** START Materials provided **

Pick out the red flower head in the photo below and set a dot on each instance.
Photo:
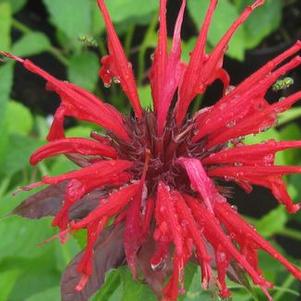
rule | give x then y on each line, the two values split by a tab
158	172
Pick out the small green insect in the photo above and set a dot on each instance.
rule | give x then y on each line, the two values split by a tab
88	41
282	84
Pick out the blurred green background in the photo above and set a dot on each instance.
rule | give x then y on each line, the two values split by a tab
67	39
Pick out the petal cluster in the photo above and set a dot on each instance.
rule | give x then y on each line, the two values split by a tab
161	171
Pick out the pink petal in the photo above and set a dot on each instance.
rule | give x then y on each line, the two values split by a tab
118	63
72	145
201	182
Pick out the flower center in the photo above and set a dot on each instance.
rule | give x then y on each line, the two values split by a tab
162	151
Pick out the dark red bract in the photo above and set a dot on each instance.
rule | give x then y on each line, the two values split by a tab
160	168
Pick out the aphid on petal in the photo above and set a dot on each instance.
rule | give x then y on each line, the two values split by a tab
156	173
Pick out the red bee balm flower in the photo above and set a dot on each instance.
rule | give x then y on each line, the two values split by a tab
155	175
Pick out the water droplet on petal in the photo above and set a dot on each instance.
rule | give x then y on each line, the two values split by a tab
116	80
231	124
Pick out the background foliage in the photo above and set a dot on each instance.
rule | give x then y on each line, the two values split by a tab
53	35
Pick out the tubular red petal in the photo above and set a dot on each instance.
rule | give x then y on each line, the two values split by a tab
72	145
57	127
112	206
190	84
122	67
168	209
215	60
216	236
167	83
250	154
266	176
99	170
133	236
232	101
157	74
242	111
85	266
201	182
78	103
242	229
204	259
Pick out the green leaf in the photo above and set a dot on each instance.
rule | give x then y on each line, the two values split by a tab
21	147
18	118
6	79
71	17
273	222
31	44
145	97
264	136
5	25
291	132
16	5
127	12
83	70
7	281
289	115
262	21
38	275
51	294
111	289
134	290
226	13
21	236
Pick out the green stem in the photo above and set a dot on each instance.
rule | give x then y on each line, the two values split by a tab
284	287
143	48
54	51
291	233
128	39
4	186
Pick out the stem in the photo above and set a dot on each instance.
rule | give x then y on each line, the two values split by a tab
128	39
4	186
290	233
284	287
143	48
52	50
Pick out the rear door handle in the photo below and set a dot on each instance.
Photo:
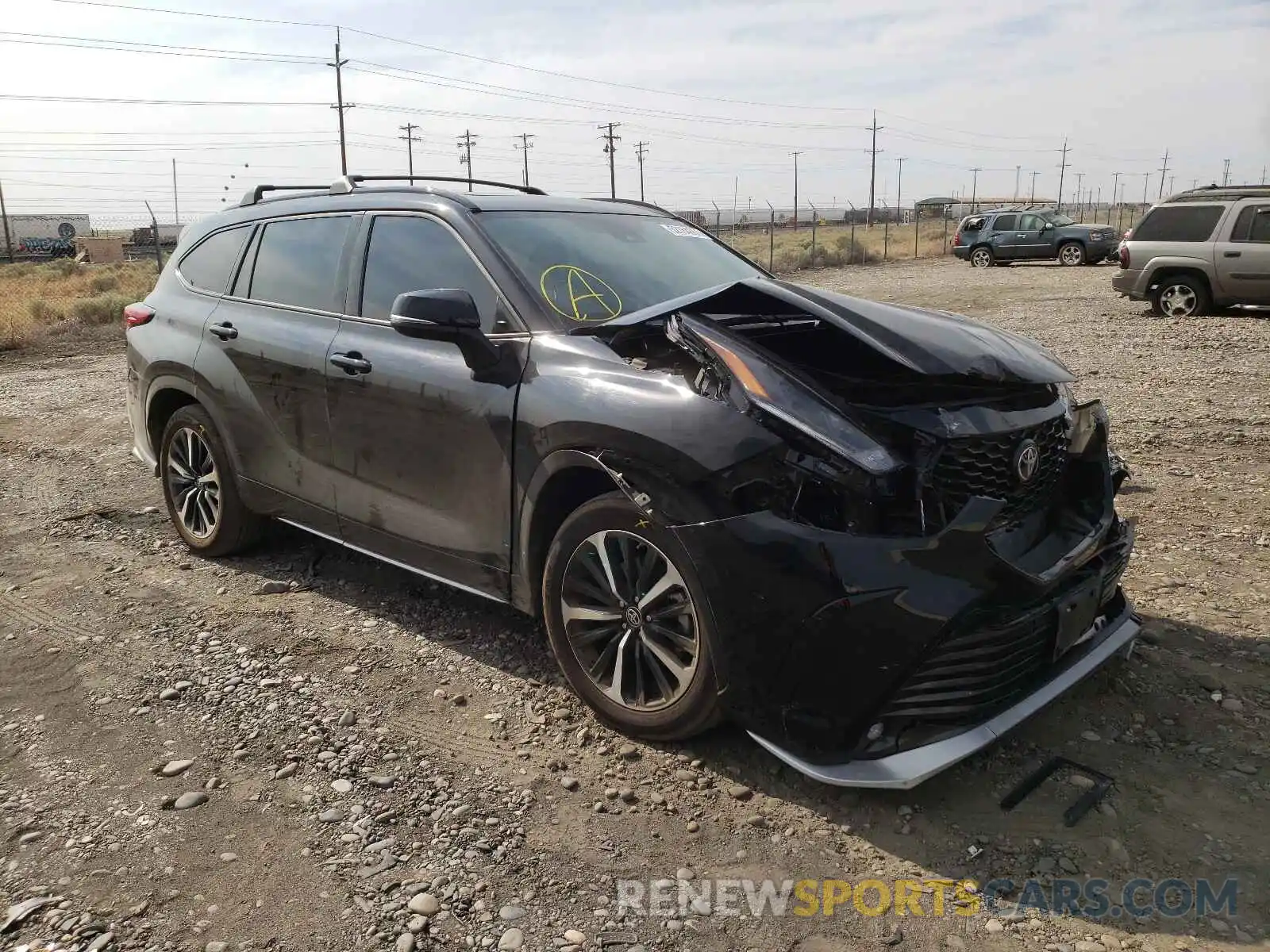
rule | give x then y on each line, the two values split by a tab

** END Materials provided **

Omit the pictures and give the material again, exactly and in full.

Pick out the red flower head in the photo below and set a dot on each instance.
Photo:
rule | give x then y on each line, the two values split by a tab
158	172
Pick out the small green insect in the photo above and set a dot on each instance.
rule | give x then y on each line, the two values split by a tab
88	41
282	84
Pick out the blurred green background in the photo above and set a dot on each instance.
rule | give x then y on each line, the two values split by a tab
67	39
Pick out the petal cluster in the photo above and set a dot on each instance.
rule | give x then y on each line, the two values split by a tab
161	171
Pick out the pink petal in the photo above and set a dot on each instance.
rule | give x then y on each line, the two values split by a tab
118	63
72	145
201	182
Pick out the flower center in the photo above and set a dot on each instance.
rule | give x then y on each line, the two values split by a tab
162	151
Pick out the dark red bract in the photo above and set a dot on each instance.
rule | give x then y on each line, the two values split by a tab
160	168
Pick out the aphid on petal in the photo above and set a dot on each instance.
rule | give x then y on each line, the two values split by a tab
156	173
Pick out the red bee balm flower in the photo above and set a dot on each instance.
rule | give x then y on each line, the two values split by a tab
155	175
Pick out the water droplet on petal in the photo above and set a dot on each instance.
rule | give x then y on each line, the two values split by a tab
116	80
231	124
Pick out the background foliage in the photo above and set a dot on each instance.
rule | give x then y on each line, the two values split by a tab
53	35
Pick out the tubular red petal in the photo above and set a dot on each instance.
rule | give x then y on each line, the two values split by a tab
72	145
57	127
112	206
190	84
122	67
168	209
215	60
216	236
167	83
250	154
266	176
99	170
133	236
232	101
157	74
242	111
85	266
201	182
78	103
242	229
204	259
Pick out the green leaf in the photo above and set a dot on each instance.
rule | give x then y on each line, the two values split by a tab
21	147
18	118
6	79
71	17
273	222
31	44
145	97
264	136
5	25
291	132
16	5
127	12
83	70
7	281
289	115
262	21
38	275
51	294
111	289
134	290
226	13
21	236
Pick out the green stem in the photo above and set a dot on each instance.
rule | give x then y on each line, the two values split by a tab
284	287
143	48
54	51
291	233
128	39
4	186
Pick out the stem in the photo above and set a dot on each instance.
rule | give x then y on each line, the two values split by a tab
128	39
4	186
290	233
284	287
143	48
52	50
Pick out the rear door handle in the photo below and set a dot on each instance.
Photo:
rule | give x then y on each line, the two values split by a tab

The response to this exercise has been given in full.